The result should be every line that contains the word "instance", taken from the material.
[Start of Attachment]
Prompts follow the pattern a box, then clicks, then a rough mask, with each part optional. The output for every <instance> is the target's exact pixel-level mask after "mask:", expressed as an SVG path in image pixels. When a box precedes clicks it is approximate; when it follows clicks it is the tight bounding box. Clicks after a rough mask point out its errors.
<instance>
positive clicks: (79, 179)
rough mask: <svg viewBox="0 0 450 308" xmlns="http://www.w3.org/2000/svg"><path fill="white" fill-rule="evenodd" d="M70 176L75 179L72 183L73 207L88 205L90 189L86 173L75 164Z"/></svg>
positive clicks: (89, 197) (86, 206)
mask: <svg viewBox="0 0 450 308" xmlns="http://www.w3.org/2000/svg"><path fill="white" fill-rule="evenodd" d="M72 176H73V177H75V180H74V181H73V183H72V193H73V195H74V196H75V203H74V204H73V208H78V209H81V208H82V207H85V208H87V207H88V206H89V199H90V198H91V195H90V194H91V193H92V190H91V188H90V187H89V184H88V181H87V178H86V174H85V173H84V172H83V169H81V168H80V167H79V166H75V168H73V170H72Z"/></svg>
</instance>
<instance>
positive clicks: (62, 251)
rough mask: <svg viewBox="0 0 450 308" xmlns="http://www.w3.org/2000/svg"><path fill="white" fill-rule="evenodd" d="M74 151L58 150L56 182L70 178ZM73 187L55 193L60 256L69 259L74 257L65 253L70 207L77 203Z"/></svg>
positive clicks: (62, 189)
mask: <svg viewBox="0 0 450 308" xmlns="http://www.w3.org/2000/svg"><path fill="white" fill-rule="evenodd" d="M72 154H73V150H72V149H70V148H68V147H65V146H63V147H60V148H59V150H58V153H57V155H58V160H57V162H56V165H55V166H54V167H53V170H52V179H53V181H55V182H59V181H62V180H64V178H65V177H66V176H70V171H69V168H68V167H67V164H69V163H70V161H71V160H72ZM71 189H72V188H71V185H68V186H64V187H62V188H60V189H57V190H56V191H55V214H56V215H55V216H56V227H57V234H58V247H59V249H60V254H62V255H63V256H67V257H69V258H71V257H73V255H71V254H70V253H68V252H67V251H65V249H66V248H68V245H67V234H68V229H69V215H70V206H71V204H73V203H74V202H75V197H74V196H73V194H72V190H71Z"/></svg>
[End of Attachment]
### REPLY
Prompts follow the pattern a box, then clicks, then a rough mask, with each part optional. The output for every <instance> is the target's exact pixel-level mask after "mask:", expressed as an SVG path in image pixels. When a box precedes clicks it is approximate; when it follows clicks it is the tight bounding box. Clicks after a rough mask point out its errors.
<instance>
</instance>
<instance>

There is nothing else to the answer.